TO DO: Please transcribe the data that follows without the pictures, keeping every word the same.

INPUT FOR THIS TASK:
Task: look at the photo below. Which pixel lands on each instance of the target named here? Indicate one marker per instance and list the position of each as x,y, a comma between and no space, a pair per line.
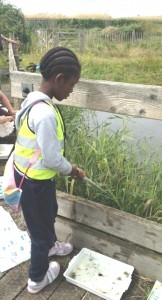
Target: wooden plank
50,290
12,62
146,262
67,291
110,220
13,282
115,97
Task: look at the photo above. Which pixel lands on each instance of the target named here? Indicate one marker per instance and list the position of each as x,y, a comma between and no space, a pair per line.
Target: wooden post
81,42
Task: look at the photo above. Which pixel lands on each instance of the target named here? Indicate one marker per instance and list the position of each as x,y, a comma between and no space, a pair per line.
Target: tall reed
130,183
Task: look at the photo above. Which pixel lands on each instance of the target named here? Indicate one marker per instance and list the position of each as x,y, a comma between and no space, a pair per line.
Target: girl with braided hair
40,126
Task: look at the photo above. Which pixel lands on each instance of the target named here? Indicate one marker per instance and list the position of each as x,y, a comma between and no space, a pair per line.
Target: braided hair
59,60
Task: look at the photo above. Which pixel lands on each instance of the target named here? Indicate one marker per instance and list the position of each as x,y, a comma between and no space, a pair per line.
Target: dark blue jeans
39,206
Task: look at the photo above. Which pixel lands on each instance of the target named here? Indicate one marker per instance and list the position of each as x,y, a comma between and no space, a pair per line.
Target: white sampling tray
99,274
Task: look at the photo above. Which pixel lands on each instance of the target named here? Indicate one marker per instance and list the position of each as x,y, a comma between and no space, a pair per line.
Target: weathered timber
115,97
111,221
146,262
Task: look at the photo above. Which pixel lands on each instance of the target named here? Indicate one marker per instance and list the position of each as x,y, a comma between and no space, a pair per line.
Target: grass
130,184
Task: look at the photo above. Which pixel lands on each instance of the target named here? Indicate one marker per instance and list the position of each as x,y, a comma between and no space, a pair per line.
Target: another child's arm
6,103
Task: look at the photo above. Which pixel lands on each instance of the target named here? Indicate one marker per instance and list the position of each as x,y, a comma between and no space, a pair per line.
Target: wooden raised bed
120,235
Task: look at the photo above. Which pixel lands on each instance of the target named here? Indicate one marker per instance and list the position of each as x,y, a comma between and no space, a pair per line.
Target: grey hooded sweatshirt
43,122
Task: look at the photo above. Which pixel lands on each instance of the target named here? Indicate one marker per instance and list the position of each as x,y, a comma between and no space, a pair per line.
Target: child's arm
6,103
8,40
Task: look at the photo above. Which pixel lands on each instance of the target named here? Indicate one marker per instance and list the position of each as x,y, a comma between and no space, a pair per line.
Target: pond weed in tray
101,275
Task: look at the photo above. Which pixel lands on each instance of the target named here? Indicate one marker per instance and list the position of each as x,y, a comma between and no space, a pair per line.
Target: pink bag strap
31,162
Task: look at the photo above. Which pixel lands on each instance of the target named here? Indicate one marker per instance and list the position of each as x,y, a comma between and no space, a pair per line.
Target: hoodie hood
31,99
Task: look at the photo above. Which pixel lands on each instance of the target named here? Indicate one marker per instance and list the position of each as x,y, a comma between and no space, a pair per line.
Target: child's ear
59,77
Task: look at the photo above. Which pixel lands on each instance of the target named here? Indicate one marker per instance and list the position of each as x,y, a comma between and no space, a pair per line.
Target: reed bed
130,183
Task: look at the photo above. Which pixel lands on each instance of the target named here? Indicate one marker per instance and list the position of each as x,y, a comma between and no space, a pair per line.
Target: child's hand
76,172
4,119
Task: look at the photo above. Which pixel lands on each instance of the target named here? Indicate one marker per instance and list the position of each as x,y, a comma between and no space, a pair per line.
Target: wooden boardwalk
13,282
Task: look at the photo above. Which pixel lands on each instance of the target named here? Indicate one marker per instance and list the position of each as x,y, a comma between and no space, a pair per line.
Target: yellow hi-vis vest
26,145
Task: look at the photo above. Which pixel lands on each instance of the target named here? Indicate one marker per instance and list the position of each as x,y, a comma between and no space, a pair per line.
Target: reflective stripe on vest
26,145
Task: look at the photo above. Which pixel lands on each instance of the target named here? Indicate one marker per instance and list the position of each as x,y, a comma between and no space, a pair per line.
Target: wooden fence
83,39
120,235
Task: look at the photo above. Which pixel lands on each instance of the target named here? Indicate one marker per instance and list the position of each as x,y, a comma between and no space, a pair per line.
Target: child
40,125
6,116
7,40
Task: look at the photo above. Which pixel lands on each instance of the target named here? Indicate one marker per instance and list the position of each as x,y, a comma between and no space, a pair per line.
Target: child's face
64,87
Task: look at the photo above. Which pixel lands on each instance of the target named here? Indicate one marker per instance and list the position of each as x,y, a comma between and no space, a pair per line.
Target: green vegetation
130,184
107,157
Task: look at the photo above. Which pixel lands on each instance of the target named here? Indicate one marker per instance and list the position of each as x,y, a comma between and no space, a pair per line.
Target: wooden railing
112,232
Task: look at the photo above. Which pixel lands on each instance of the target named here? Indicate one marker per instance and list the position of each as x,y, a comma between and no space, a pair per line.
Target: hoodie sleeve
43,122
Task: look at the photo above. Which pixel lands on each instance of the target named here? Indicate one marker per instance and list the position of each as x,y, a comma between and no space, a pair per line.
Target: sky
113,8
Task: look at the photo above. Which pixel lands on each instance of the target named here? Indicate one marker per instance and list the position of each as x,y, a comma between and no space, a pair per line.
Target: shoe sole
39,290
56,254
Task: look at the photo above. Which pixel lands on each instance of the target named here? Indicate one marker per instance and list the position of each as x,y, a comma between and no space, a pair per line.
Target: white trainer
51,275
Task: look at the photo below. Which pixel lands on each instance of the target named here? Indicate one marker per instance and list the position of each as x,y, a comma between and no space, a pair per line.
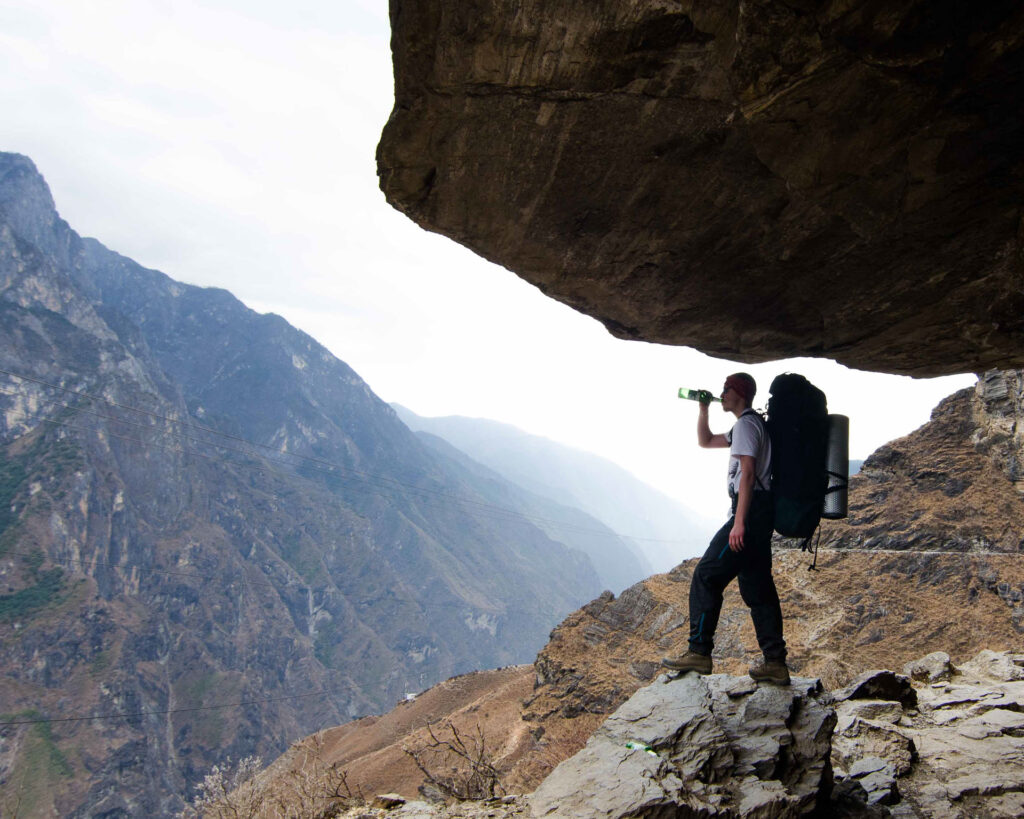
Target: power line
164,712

SOLUTION:
Task: look at the photo below. Which pixel lands on each instance of the target named here? Indicate one marker per instance and list the position of each as x,y, a comma between and no space, a pair per line.
Target: wooden plank
50,290
12,62
146,262
67,291
110,220
13,282
115,97
Task: look at the photo above. Which pixel lands on each instance of the target named here? Indicate one marker per instance and list the position of each as x,y, a comma between and no space, a pair per line.
Target: wooden post
81,42
Task: look at the photo above. Which pixel lands on each instance of the target named here? Indicate one marker per instance and list the position of each as x,y, a comma between and no space, a pair per line.
Target: tall reed
130,183
Task: look at the photo above. Which pixel lands on each instance of the target named here? Indicate one marker per instance and list the position of each as x,y, a comma between and no space, a pair per line.
Target: girl with braided hair
40,126
Task: look at the photo above. Which pixel lands on each instance of the target named here? Indicate one marker per instance and list the position of each as x,y, a comma between and no space, a pair per line.
Target: braided hair
59,60
Task: look at the photo above. Which pixel lands on each instance of the target named here? Indicate one marker per instance and list the position of each as x,y, a comma between and no space, a pair per line.
Target: dark blue jeans
39,206
Task: look at the photo above. Which pixel lands on each instance of the target named here? Indicate one marker per instance and list the position of each as x,y, a comma between and no space, a pair per line.
Target: white sampling tray
99,274
Task: look at the photo above. Which pixel lands on each instance of the target named here? Indicate one marker per instance and list the position of each as x,y, a comma between and no space, a pair per line.
Target: weathered timber
115,97
111,221
146,262
Task: look at the photo above. Which pixel lands on each instance of the target named here? Indicate one marker per instance and list the position of each as x,y, a comma between and no space, a pair per line.
Target: grass
130,184
Task: look at the photo above. Which pixel lands on each instance of the target named here? Indicate one marker per instance and list the position of each as x,y, a comma between and no space, a pair per line.
Target: another child's arm
6,103
Task: look at the photo above. Which pixel lands on each instance of the target named here? Indicate one marker per instance and list the position of each as x,y, a comma between and no space, a pair per line.
Target: wooden raised bed
120,235
Task: look at the photo above. Which pixel lands on each instance of the target named here? Indicate one marker per instance and list the position of each as x,y, a comma between and no space, a pair per line.
Target: grey hooded sweatshirt
43,122
Task: look at the photo above. Which pixel lands on each instance of the target named here? Indicate one marker per instance and list the position of each as x,y, a comma between and no space, a pair per line.
Target: child's arm
6,103
8,40
Task: look at the photo above. Which pixel lands on each instance of the target named here? Indicate one marker per instance and list the position of each as x,y, a comma between and no space, a pair per line.
Target: pond weed in tray
101,275
Task: look at the photo above. Which pixel lands on each instance of the target named here? Indicate one marker per instance and list the position of each as x,y, a comma between and no space, a pair per line.
Target: pink bag strap
31,162
Task: look at the photo above. Which pixel lands on each instance of the target named here? Indicate one marker per instance and list the position of each as x,y, a comma between and no space, a pair per line.
Target: hoodie hood
31,99
Task: look at the photo above. Which pixel lands on each instance of the target named here? Indicate one marker per instance and list the position of each as x,y, a comma between and no space, a pair per line.
Target: child's ear
59,77
Task: look at the photo above. Which pixel lands on each instance of the target named here? Indicate one marker per instance and list the position of each as x,y, a comma between and no space, a pair per line.
Target: reed bed
130,183
Task: look at the photo above. Which pixel lands on each instance of the target named here? Indicate one marker per instance and list the position of each as x,y, a comma between and no space, a pair per line.
Target: child's hand
76,172
4,119
Task: look at the photo above. Which pixel lands on each instance of the target named here? Indicate one marker per instance and list the position of each as x,y, a comma between and no space, a pair per line.
Target: wooden boardwalk
13,282
Task: look at the photo above. Which pixel lands on each instance of the target named here? Indicate one marker per instance and list the position of each as x,y, a comma between and no space, a pair per line.
Target: yellow hi-vis vest
26,145
Task: look at the photo above. Which pixel lands on each instance of the target named here? Indicate one marker per instance and list the position of each as x,y, a comma between and no space, a pair per line.
Target: reflective stripe on vest
26,145
Task: look at the photo above. Which pixel lands on each instance of the target named here? Indicate one marker per instance and list the position of each as x,y, a comma between and no space, a pair per line.
Target: wooden fence
83,39
120,235
Task: look at the photo above. Which pixel lands on each instance of the target named here? Indicate one marker per instance and list the position of each as x,y, a comma between and no space, a pair per line.
Target: child
40,125
6,116
7,40
Task: look at the photo above. Which pixel lands on each instance of the target named here? Indicate one marker per instance and list the position of each as x,y, a comma between and no space, a pair per line.
Target: child's face
64,87
Task: look at the photo above. Which pixel lands on each instance of the target named here? Indicate one marker per instance and list the position of each as x,y, a comma between and no space, a pair per line.
Target: green vegetation
130,184
107,157
Task: look at the photo above. Which pixel lands on each instance of the target named here? Indicate one marker per instance and list the position of each as x,y, a comma between and no space, a pair per line.
Target: wooden railing
112,232
Task: look at the photo above. Which pixel lands on each instance of the target named here? Indicate one marker per instance and list the position of each as x,y, a comma between and no space, a pair per line.
Target: hoodie sleeve
43,122
Task: look at the photo above. Which pixel lands on each instance of the target named here? Indicate one marker per instance and list the position of each as x,y, a comma between and no space, a pair per line.
Target: sky
113,8
Task: look at the photo above. Which pixel lands on each instance of the target named here? Indicate one marker per instance and list the position of each as x,y, a comma between and no space, a pair per line.
Target: shoe sole
39,290
56,254
Task: look at the photo above. Which pixel lands on each instance of the target named here? Indicate one marker per instance and list the position of each as x,y, a comma between and no space, a pair per line.
Target: white trainer
51,275
Task: look at the photo below. Which pixel lands on each instance of the target named here? Indicate one marker per instance and list the position of each as x,y, a comma between and no space, a pair per line.
Target: power line
164,712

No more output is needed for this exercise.